# [PROBLEM TO SOLVE]
Print the stretch of the listing from the line that contains "Pick out the brown" through the line that contains "pixel 503 233", keeping every line exactly as it appears.

# [DATA IN THIS EXERCISE]
:::::
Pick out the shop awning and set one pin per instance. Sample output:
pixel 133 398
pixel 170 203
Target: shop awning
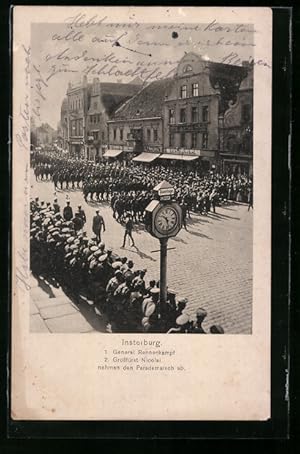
pixel 112 153
pixel 178 157
pixel 146 157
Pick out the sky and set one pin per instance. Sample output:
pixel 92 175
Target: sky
pixel 61 53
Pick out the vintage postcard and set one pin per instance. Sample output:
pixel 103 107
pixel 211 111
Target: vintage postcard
pixel 141 213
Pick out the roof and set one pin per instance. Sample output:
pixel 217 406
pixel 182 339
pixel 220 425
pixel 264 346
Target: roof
pixel 147 103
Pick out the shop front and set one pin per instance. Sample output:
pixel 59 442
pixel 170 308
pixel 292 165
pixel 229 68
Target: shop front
pixel 236 165
pixel 191 159
pixel 113 154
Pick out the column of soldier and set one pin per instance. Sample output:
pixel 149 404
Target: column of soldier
pixel 129 189
pixel 62 254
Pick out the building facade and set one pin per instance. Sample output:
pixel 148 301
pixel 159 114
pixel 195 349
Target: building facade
pixel 137 126
pixel 77 95
pixel 236 131
pixel 63 127
pixel 45 134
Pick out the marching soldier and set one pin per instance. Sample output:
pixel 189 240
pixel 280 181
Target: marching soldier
pixel 81 214
pixel 98 224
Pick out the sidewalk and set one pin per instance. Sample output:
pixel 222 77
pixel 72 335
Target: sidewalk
pixel 52 311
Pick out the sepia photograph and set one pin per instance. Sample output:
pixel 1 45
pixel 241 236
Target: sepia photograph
pixel 141 177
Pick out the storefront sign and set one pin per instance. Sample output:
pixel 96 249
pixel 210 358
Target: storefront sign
pixel 152 148
pixel 188 127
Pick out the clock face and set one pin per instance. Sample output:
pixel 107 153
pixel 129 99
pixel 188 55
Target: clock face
pixel 166 220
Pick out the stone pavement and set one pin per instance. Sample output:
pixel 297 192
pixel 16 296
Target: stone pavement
pixel 211 265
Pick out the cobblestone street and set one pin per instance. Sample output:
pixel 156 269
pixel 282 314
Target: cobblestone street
pixel 211 265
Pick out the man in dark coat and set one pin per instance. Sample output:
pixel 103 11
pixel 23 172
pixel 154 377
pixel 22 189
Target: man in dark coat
pixel 82 214
pixel 68 212
pixel 128 230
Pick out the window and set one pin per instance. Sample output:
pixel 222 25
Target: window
pixel 182 140
pixel 205 113
pixel 171 116
pixel 194 140
pixel 195 89
pixel 183 91
pixel 246 113
pixel 204 140
pixel 182 115
pixel 194 114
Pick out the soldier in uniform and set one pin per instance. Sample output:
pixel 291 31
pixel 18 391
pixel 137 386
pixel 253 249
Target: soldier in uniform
pixel 68 212
pixel 82 214
pixel 197 326
pixel 56 206
pixel 128 231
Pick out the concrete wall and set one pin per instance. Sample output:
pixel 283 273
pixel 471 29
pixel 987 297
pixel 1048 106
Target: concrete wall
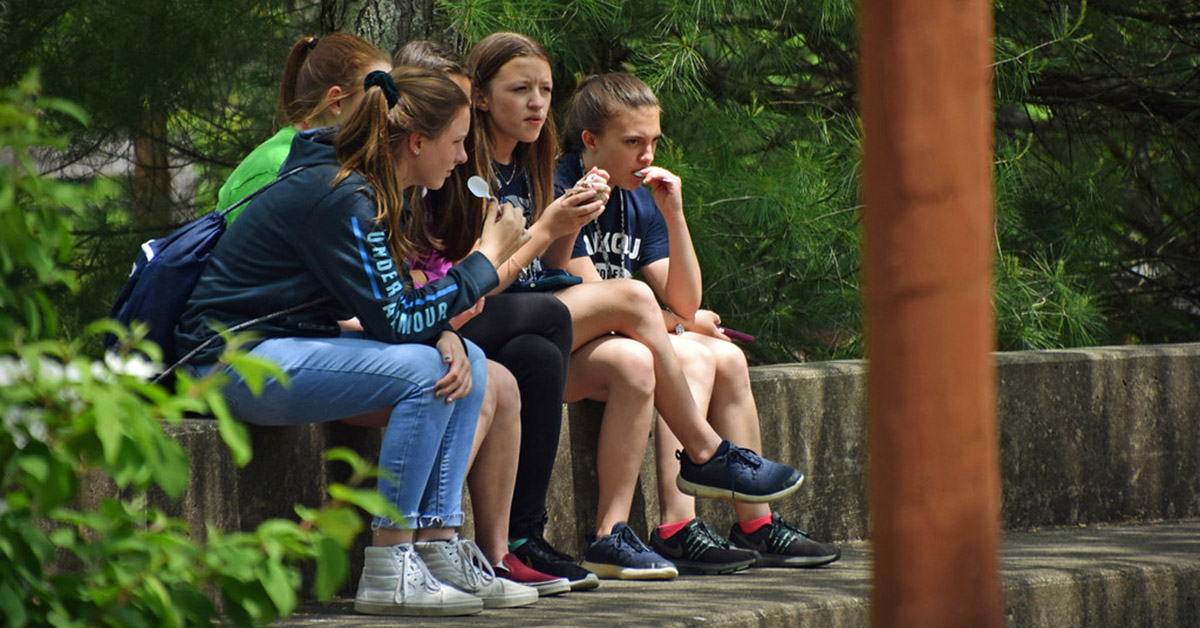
pixel 1103 435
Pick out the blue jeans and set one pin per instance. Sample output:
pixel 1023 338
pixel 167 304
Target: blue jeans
pixel 427 442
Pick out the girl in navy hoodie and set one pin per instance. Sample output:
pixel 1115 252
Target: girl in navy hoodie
pixel 341 228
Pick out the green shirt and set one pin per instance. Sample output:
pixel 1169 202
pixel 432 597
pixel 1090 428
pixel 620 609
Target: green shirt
pixel 261 167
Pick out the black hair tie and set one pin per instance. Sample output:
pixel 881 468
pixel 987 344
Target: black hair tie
pixel 383 79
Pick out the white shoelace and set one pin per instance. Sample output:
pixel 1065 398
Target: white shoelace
pixel 414 573
pixel 475 568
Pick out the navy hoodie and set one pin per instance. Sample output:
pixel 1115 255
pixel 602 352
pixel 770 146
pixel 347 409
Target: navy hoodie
pixel 306 238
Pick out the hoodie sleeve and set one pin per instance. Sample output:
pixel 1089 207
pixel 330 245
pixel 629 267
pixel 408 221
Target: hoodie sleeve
pixel 348 253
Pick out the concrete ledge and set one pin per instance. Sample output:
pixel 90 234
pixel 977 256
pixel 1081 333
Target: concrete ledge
pixel 1117 576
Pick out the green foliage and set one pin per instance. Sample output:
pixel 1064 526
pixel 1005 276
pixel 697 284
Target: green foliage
pixel 71 422
pixel 1096 221
pixel 34 240
pixel 1096 107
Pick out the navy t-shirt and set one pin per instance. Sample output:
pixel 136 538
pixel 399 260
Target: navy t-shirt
pixel 615 251
pixel 513 186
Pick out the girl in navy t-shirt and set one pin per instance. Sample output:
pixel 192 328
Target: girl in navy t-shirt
pixel 613 125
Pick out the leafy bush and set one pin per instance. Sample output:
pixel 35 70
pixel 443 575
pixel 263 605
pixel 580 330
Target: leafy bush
pixel 65 416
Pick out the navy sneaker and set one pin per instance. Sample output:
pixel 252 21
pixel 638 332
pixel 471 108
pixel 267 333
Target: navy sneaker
pixel 699 549
pixel 736 473
pixel 539 555
pixel 780 544
pixel 623 555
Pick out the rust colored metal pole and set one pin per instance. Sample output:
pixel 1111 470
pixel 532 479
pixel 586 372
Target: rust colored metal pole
pixel 934 479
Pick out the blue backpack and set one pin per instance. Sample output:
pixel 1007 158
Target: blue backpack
pixel 165 274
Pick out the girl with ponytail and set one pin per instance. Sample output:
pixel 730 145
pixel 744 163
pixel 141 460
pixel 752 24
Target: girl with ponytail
pixel 340 229
pixel 621 353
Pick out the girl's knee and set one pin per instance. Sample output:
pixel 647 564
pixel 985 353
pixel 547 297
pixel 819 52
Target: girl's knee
pixel 636 294
pixel 694 356
pixel 730 359
pixel 634 365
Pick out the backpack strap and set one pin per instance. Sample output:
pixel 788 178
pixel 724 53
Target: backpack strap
pixel 239 327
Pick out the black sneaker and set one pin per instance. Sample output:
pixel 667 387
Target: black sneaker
pixel 699 549
pixel 623 555
pixel 736 473
pixel 780 544
pixel 535 552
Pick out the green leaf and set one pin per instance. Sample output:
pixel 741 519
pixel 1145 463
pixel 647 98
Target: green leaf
pixel 333 566
pixel 340 524
pixel 15 612
pixel 109 428
pixel 277 582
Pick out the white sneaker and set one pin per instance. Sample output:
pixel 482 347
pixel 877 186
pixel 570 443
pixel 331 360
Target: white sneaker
pixel 459 562
pixel 396 581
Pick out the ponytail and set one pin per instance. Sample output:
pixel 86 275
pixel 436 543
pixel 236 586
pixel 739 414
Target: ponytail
pixel 537 159
pixel 300 51
pixel 313 66
pixel 370 141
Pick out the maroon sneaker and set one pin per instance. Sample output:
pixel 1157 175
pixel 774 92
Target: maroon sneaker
pixel 514 569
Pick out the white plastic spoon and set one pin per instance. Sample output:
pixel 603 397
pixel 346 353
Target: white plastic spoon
pixel 479 187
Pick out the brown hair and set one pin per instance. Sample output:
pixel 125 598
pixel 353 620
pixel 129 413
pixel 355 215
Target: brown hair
pixel 369 143
pixel 598 99
pixel 459 216
pixel 315 65
pixel 430 55
pixel 538 157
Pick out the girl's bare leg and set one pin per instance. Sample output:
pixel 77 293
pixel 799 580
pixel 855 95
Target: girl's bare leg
pixel 720 381
pixel 621 372
pixel 629 307
pixel 492 471
pixel 490 480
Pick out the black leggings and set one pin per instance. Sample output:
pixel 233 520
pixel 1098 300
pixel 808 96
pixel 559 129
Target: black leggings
pixel 531 335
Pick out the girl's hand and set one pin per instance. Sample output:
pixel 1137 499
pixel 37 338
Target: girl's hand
pixel 579 204
pixel 456 383
pixel 472 312
pixel 708 323
pixel 666 189
pixel 503 233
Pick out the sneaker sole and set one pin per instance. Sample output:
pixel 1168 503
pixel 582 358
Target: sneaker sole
pixel 713 492
pixel 510 602
pixel 779 560
pixel 472 606
pixel 689 567
pixel 616 572
pixel 551 588
pixel 586 584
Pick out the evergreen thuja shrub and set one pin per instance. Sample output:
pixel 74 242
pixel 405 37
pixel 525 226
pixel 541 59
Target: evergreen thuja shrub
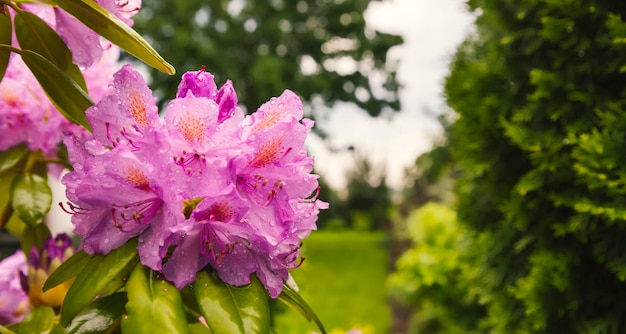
pixel 540 93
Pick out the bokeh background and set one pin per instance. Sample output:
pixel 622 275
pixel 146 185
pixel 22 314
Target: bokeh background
pixel 472 153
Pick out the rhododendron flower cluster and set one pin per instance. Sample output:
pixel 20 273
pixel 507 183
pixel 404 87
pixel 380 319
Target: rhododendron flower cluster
pixel 203 186
pixel 41 263
pixel 13 299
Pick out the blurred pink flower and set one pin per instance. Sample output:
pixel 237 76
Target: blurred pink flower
pixel 28 116
pixel 13 299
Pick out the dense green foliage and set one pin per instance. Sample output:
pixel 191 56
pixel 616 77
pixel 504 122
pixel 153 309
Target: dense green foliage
pixel 265 46
pixel 367 204
pixel 541 97
pixel 434 275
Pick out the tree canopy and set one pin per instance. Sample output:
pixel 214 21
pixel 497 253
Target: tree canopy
pixel 314 47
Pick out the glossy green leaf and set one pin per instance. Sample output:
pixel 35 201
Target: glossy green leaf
pixel 64 93
pixel 6 30
pixel 292 298
pixel 11 157
pixel 34 236
pixel 68 270
pixel 154 305
pixel 35 35
pixel 31 198
pixel 95 276
pixel 38 320
pixel 229 309
pixel 99 316
pixel 110 27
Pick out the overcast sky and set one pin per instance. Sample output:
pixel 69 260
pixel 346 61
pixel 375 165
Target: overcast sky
pixel 432 29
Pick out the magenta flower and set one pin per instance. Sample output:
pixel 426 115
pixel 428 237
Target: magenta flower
pixel 13 299
pixel 204 186
pixel 28 116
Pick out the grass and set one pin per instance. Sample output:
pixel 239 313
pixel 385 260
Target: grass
pixel 343 280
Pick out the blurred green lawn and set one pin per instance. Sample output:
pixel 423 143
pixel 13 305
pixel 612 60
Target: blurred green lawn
pixel 342 279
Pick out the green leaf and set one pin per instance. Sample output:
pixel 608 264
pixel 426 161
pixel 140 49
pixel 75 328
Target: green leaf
pixel 100 315
pixel 31 198
pixel 229 309
pixel 6 30
pixel 292 298
pixel 154 306
pixel 35 35
pixel 4 330
pixel 110 27
pixel 58 329
pixel 34 236
pixel 11 157
pixel 67 270
pixel 95 276
pixel 38 320
pixel 65 94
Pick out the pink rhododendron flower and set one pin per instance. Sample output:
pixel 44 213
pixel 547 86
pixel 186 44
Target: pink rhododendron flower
pixel 13 299
pixel 203 186
pixel 41 263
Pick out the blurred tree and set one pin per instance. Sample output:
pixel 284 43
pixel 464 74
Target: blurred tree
pixel 313 47
pixel 365 204
pixel 541 137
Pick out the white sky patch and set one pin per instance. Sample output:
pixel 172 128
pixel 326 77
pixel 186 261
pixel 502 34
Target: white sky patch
pixel 432 29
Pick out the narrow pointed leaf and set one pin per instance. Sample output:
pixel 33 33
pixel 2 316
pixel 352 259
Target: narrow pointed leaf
pixel 110 27
pixel 229 309
pixel 38 320
pixel 31 198
pixel 35 35
pixel 154 306
pixel 11 157
pixel 4 330
pixel 95 276
pixel 6 30
pixel 99 316
pixel 34 236
pixel 293 299
pixel 58 329
pixel 68 270
pixel 64 93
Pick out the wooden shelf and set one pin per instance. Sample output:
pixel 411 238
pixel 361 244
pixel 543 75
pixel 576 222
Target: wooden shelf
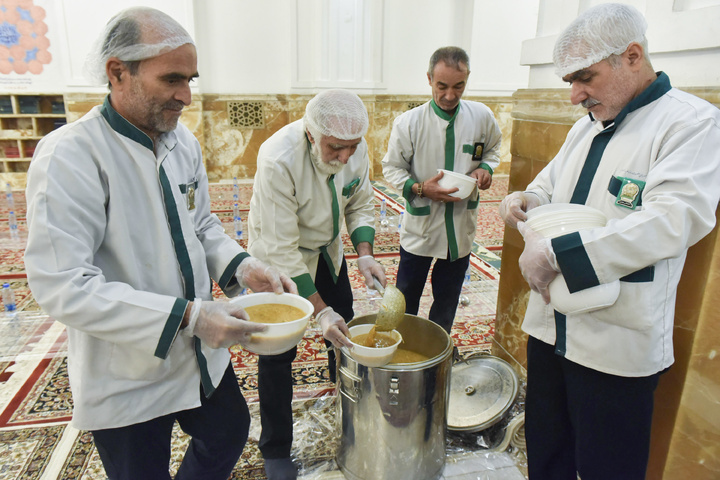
pixel 24 120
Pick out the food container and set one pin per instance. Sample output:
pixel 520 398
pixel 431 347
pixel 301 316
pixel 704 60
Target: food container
pixel 279 337
pixel 465 183
pixel 372 356
pixel 394 418
pixel 482 390
pixel 556 219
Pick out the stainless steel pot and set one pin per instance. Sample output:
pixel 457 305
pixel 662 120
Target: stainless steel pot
pixel 394 418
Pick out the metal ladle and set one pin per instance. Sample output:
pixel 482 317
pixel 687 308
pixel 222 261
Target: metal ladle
pixel 392 307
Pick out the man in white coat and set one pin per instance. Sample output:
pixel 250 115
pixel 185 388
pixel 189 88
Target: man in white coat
pixel 451 134
pixel 647 156
pixel 312 175
pixel 122 249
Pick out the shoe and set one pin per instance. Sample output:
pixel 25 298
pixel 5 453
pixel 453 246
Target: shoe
pixel 280 469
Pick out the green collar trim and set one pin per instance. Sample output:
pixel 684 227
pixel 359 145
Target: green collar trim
pixel 123 127
pixel 442 113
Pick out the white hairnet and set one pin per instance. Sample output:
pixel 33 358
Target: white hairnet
pixel 597 33
pixel 336 113
pixel 134 34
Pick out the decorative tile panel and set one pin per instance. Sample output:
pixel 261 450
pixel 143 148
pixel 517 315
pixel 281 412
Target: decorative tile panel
pixel 246 114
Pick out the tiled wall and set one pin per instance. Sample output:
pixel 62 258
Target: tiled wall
pixel 231 138
pixel 686 425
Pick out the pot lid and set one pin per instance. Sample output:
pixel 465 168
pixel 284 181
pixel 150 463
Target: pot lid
pixel 482 389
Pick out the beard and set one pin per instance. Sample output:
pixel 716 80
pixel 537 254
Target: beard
pixel 326 168
pixel 155 116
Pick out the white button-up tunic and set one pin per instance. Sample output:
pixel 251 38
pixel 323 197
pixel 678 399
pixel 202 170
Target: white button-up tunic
pixel 120 238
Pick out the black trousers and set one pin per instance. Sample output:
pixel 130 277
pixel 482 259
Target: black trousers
pixel 219 429
pixel 275 379
pixel 579 420
pixel 447 279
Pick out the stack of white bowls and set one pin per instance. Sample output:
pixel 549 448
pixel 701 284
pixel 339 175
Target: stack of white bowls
pixel 556 219
pixel 465 183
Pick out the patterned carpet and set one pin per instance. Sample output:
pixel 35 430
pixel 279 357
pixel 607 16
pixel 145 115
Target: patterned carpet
pixel 36 440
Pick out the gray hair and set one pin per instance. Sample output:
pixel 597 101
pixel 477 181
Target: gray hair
pixel 451 56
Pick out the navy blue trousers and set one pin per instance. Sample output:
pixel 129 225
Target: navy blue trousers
pixel 275 379
pixel 447 279
pixel 219 429
pixel 579 420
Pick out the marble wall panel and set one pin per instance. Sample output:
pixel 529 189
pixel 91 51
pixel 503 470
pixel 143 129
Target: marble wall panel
pixel 230 151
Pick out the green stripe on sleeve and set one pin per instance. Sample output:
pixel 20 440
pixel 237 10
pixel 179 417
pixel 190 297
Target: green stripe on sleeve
pixel 172 326
pixel 205 379
pixel 229 272
pixel 177 235
pixel 574 262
:::::
# [WRITTEN SOLUTION]
Pick out the brown hair and set one pin per instance. Sample output:
pixel 125 598
pixel 353 620
pixel 129 413
pixel 355 215
Target: brown hair
pixel 369 143
pixel 598 99
pixel 459 216
pixel 315 65
pixel 430 55
pixel 538 157
Pick out the girl's bare leg and set one pin per instance. Sample output:
pixel 77 293
pixel 799 580
pixel 855 95
Target: girl's bare leg
pixel 720 381
pixel 621 372
pixel 629 307
pixel 492 471
pixel 490 480
Pick out the black leggings and set one pin per instance. Sample output:
pixel 233 520
pixel 1098 300
pixel 808 96
pixel 559 129
Target: black leggings
pixel 531 335
Pick out the girl's hand and set one pin per instance. Sample output:
pixel 1137 499
pixel 37 338
Target: girl's hand
pixel 579 204
pixel 456 383
pixel 472 312
pixel 708 323
pixel 666 189
pixel 503 233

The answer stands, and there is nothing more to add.